◆ WORK TO BE COMPLETED: What appears in the data must be reproduced exactly.

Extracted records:

——————

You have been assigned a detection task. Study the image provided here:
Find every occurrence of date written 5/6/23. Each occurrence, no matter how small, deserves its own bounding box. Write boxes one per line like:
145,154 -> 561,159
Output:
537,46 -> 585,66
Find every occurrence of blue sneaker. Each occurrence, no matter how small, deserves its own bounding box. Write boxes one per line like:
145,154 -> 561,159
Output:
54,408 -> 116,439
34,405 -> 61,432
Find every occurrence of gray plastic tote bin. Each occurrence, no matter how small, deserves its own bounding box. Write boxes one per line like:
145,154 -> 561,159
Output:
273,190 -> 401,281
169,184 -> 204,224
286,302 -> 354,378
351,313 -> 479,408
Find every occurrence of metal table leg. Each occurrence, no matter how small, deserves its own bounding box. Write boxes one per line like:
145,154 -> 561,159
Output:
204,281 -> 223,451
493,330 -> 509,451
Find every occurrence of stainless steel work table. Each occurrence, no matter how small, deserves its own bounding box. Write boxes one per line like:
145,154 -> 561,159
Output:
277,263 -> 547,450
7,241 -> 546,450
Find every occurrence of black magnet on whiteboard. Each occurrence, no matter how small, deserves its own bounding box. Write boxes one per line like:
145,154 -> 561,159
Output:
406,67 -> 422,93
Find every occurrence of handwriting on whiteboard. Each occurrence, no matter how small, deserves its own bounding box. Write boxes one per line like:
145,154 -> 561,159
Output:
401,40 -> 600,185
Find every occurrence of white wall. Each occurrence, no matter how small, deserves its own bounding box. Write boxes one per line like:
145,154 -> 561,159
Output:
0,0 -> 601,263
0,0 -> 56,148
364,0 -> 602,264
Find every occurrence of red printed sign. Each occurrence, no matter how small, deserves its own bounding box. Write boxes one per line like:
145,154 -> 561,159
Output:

——————

◆ TASK OUTPUT:
You have been assigned a detection task. Study the image provided here:
Find every occurrence of date written 5/6/23. Each occurrence, no matter how small, deserves its own bounding box. Write boxes one per line like:
145,154 -> 561,159
Output:
537,46 -> 585,66
Find every occurrence of blue sneaker. Each occurrence, no matter how small, deserves its own bounding box. Write boxes one per line like:
145,154 -> 561,159
Output:
54,408 -> 116,439
34,405 -> 61,432
Find every occurrence of gray plastic tote bin. Each occurrence, no matter how small, deserves its own bounding box. Write boxes one per line like:
145,154 -> 561,159
Output:
273,190 -> 401,281
169,184 -> 204,224
286,302 -> 354,378
351,313 -> 479,408
Find every occurrence of metal table leg. Each occurrence, no matter how small, deserves its own bounding box. Write boxes one per line like:
145,154 -> 561,159
Output:
204,281 -> 223,451
493,330 -> 509,451
Find every occurrence of stainless steel work table. Each occurrence, no matter how small, deserves its own bounding box. Write boxes one per line like:
145,154 -> 561,159
Output:
277,263 -> 547,450
7,241 -> 546,450
Find every occurrence of black magnet on whiteboard. Each occurrence, no matter how small, deserves its own bounding box. Write boxes one per line like:
145,154 -> 561,159
Output:
406,67 -> 422,93
Find every occurrence of handwriting on whiteboard. Each occurrence, no matter how small, deserves its own bounding box. Write boxes one per line like:
145,154 -> 561,159
Output:
401,40 -> 600,185
Find every occurrence of white wall. Each occurrence, no matter how small, deserves its own bounding box. Write boxes one per line like:
145,154 -> 561,159
Output:
0,0 -> 601,263
0,0 -> 56,148
364,0 -> 602,264
Find every occurrence of red printed sign. Each occurrence, no matter how small, deserves its own bounding box. Write boxes one per line like:
145,154 -> 561,159
Output:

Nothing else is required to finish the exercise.